**REQUIREMENTS**
Print the passage below about Bharat PetroResources word for word, in full.

* Begin EXTRACT TO READ *

Bharat PetroResources (BPRL) is a wholly-owned subsidiary of Bharat Petroleum Corporation, a central public sector undertaking company functioning under the Ministry of Petroleum and Natural Gas, Government of India. It is engaged in the refining and marketing of petroleum products and is recognized as Maharatna as well as a Fortune Global 500 company.

BPRL is the upstream oil and gas exploration and production arm of BPCL with both Indian and worldwide exploration projects.

History 
BPRL was formed in 2006 with an authorised capital of ₹1,000 crore to embark on the exploration of oil fields across the globe and expand crude supply to its parent firm Bharat Petroleum Corporation.

BPRL pursues oil and gas development projects from Brazil to Mozambique. The company has acquired a 40 percent stake in an ultra-deepwater hydrocarbon block in Brazil for USD 1.6 billion after seeking approval from the Union Cabinet On July 27, 2022. The block is expected to start production by 2026-27. Brazil's national oil company Petrobras owns and operates it with a 60 percent interest.

* End EXTRACT TO READ *
* Begin GIVEN INFORMATION *

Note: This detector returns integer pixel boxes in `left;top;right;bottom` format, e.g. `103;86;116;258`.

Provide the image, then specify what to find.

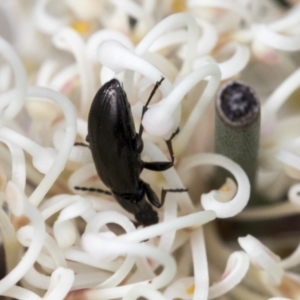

* End GIVEN INFORMATION *

**EXERCISE ANSWER**
Bharat PetroResources (BPRL) is a wholly-owned subsidiary of Bharat Petroleum Corporation, a central public sector undertaking company functioning under the Ministry of Petroleum and Natural Gas, Government of India. It is engaged in the refining and marketing of petroleum products and is recognized as Maharatna as well as a Fortune Global 500 company.

BPRL is the upstream oil and gas exploration and production arm of BPCL with both Indian and worldwide exploration projects.

History 
BPRL was formed in 2006 with an authorised capital of ₹1,000 crore to embark on the exploration of oil fields across the globe and expand crude supply to its parent firm Bharat Petroleum Corporation.

BPRL pursues oil and gas development projects from Brazil to Mozambique. The company has acquired a 40 percent stake in an ultra-deepwater hydrocarbon block in Brazil for USD 1.6 billion after seeking approval from the Union Cabinet On July 27, 2022. The block is expected to start production by 2026-27. Brazil's national oil company Petrobras owns and operates it with a 60 percent interest.